Raw data
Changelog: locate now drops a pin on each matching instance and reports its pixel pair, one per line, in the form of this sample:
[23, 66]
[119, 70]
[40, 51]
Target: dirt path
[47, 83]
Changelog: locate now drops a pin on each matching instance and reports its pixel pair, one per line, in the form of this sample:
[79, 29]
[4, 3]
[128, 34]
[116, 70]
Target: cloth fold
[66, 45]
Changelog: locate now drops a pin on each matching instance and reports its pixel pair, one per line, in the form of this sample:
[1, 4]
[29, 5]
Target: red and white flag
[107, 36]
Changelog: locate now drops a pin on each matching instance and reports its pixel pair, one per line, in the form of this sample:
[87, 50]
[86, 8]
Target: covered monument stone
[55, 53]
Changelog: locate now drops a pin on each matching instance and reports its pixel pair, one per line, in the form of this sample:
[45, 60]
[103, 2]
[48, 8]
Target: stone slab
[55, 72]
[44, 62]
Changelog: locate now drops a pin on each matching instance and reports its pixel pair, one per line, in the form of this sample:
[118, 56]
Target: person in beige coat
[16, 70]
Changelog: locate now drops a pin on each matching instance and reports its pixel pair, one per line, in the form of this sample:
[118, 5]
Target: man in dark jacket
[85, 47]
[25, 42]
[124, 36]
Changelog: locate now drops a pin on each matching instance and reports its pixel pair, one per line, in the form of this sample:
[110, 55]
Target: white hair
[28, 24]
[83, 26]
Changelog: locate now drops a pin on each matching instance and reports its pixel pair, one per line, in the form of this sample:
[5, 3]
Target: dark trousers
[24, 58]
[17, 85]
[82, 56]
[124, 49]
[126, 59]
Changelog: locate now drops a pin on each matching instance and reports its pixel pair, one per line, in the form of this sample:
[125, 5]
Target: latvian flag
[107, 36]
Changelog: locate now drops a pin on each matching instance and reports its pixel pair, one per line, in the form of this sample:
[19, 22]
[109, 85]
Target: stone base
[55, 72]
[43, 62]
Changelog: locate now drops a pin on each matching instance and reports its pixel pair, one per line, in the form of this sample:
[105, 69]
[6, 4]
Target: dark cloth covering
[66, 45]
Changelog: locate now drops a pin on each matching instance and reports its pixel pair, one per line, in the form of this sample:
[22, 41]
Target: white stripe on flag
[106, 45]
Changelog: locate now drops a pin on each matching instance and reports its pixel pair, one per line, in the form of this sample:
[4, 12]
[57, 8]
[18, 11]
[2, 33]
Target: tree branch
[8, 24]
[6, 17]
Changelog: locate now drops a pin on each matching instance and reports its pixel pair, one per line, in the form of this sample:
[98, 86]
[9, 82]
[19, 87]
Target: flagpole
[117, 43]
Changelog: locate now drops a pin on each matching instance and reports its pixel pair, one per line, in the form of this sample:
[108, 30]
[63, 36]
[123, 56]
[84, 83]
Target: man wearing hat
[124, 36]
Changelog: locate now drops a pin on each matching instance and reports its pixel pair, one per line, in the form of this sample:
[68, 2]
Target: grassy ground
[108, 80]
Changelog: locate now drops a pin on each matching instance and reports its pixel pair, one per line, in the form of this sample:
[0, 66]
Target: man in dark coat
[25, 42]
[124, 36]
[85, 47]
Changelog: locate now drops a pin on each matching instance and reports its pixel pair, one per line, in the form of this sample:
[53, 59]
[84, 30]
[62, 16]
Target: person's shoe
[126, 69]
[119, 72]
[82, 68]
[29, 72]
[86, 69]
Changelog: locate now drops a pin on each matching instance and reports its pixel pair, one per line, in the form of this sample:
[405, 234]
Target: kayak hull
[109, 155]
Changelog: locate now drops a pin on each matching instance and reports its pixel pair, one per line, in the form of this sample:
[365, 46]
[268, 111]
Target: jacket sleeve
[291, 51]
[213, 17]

Exercise directions
All of the records above are to be printed again exactly as they appear.

Solution
Changelog: locate now drops a pin on each matching instance and reports its pixel pair, one per line, in the form of this sample:
[23, 66]
[119, 70]
[40, 51]
Target: dirt path
[47, 83]
Changelog: locate now drops a pin on each matching instance and reports its pixel pair, one per line, in the form of this sample:
[79, 29]
[4, 3]
[128, 34]
[116, 70]
Target: cloth fold
[66, 45]
Changelog: locate now drops a pin on each matching instance and reports its pixel pair, one per line, in the form of this sample:
[1, 4]
[29, 5]
Target: red and white flag
[107, 36]
Changelog: locate now drops a pin on each matching instance and reports its pixel pair, one per line, in the form of this sample:
[87, 50]
[86, 8]
Target: covered monument stone
[55, 53]
Changelog: locate now drops a pin on each matching instance and reports its pixel pair, one per line, in the form of this sample:
[45, 60]
[103, 2]
[48, 8]
Target: stone slab
[55, 72]
[44, 62]
Changelog: locate now drops a pin on each matching instance and reports its pixel pair, one per line, in the form of this sample:
[118, 56]
Target: person in beige coat
[16, 70]
Changelog: locate now drops a pin on each matching instance and reports its pixel pair, one per line, in the form of this sample:
[118, 5]
Target: man in dark jacket
[85, 47]
[25, 42]
[124, 36]
Changelog: locate now drops a pin on each matching instance and reports its pixel pair, one per line, in the form of this sample:
[110, 55]
Target: white hair
[28, 24]
[83, 26]
Changelog: locate now drops a pin on each matching instance and reports its pixel pair, one per line, in the form of this sample:
[5, 3]
Target: dark trousers
[24, 58]
[17, 85]
[82, 56]
[124, 49]
[126, 59]
Changelog: locate now drops a pin on each matching instance and reports its pixel pair, one per line, in the form of this sample:
[125, 5]
Target: latvian flag
[107, 36]
Changelog: locate now drops a pin on each matching instance and reports its pixel pair, one per line, in the form of this sample:
[19, 22]
[109, 85]
Target: stone base
[55, 72]
[43, 62]
Changelog: locate now drops a pin on each matching instance and reports its pixel pair, one per line, in the form of this sample:
[105, 69]
[6, 4]
Target: dark cloth covering
[66, 45]
Changelog: locate now drops a pin on each matching instance and reports its pixel pair, one per line, in the form of this sample:
[22, 41]
Target: white stripe on flag
[106, 45]
Changelog: locate now drops a pin on each matching instance and reports its pixel pair, one per line, in the form of this sample:
[4, 12]
[57, 8]
[18, 11]
[2, 33]
Target: tree branch
[8, 24]
[6, 17]
Changelog: locate now drops a pin on each matching instance and reports its pixel pair, one per line, in the form of this sample:
[98, 86]
[9, 82]
[19, 87]
Target: flagpole
[117, 43]
Changelog: locate now drops a pin on each matching instance and reports its pixel pair, one per line, in the form of this sample:
[108, 30]
[63, 36]
[123, 56]
[84, 83]
Target: man wearing hat
[124, 36]
Changelog: locate now drops a pin on each matching instance and reports its pixel pair, one per line, in the form of this sample:
[68, 2]
Target: grassy ground
[108, 80]
Changelog: locate now drops a pin on each matching instance and reports its pixel pair, one per line, in the form of this sample:
[0, 66]
Target: man in dark coat
[25, 42]
[124, 36]
[85, 47]
Changelog: locate now drops a pin on each matching instance and reports its pixel pair, one per line, in the form of this sample:
[53, 59]
[84, 30]
[62, 16]
Target: person's shoe
[126, 69]
[119, 72]
[82, 68]
[29, 72]
[86, 69]
Changelog: locate now drops a pin on each matching instance and reports its pixel pair, one per line, in the form of this sample:
[405, 234]
Target: kayak hull
[109, 155]
Changelog: locate now drops a pin on each matching instance and reports its pixel pair, one per line, in the form of this sample:
[365, 46]
[268, 111]
Target: jacket sleeve
[291, 51]
[213, 17]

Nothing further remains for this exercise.